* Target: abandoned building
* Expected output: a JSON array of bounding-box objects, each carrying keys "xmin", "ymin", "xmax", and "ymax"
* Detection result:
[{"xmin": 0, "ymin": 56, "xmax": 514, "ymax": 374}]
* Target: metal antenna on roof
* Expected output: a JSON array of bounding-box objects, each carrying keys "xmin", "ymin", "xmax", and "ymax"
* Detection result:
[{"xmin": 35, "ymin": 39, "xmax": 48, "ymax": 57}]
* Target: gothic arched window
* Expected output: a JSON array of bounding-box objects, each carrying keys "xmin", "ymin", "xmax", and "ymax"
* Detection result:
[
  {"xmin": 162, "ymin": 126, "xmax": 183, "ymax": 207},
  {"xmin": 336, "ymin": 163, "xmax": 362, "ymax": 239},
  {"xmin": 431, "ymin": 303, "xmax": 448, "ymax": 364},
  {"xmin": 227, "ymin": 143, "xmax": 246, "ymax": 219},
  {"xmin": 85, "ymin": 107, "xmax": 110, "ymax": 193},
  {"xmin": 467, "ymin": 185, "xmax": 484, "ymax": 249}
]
____________________
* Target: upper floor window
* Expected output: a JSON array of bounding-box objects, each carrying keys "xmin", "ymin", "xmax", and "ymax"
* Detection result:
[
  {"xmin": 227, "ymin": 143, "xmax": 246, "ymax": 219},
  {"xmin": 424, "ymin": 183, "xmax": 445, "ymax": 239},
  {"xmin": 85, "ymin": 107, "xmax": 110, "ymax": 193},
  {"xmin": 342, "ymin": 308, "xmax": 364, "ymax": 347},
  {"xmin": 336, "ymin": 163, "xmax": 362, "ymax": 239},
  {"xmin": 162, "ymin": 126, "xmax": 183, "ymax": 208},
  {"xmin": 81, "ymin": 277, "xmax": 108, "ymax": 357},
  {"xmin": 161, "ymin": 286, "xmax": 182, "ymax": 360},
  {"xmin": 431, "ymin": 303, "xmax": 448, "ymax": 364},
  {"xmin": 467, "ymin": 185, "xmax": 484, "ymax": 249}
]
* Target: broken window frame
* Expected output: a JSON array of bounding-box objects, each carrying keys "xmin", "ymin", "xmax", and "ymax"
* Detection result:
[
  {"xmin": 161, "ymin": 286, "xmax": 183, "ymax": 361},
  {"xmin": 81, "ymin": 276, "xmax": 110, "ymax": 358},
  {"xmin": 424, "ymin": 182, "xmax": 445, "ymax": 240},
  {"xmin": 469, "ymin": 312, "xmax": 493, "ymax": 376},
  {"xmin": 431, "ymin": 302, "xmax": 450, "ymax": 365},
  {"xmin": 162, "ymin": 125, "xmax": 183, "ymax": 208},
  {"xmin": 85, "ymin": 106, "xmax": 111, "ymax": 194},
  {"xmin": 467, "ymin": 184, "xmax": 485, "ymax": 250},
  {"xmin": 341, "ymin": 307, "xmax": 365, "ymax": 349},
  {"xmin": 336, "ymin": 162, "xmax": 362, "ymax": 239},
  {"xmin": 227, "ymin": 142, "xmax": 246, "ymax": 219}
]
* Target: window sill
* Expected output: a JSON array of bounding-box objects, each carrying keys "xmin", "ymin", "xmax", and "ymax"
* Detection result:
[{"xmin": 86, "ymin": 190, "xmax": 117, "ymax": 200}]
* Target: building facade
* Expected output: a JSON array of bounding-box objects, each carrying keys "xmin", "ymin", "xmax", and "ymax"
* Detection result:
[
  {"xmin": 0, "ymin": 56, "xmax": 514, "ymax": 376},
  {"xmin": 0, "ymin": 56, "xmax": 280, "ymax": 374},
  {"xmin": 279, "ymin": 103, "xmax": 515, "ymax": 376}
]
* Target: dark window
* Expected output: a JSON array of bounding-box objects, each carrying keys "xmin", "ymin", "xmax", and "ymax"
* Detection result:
____________________
▶ [STATED TASK]:
Pull out every line in the items above that contains the string "Target", and copy each one in full, in the order it appears.

▶ [OUTPUT FOR THIS EXERCISE]:
* Target: abandoned building
* Target: metal antenna on roof
* Target: gothic arched window
* Target: upper floor window
* Target: broken window frame
* Target: window sill
* Target: building facade
* Target: dark window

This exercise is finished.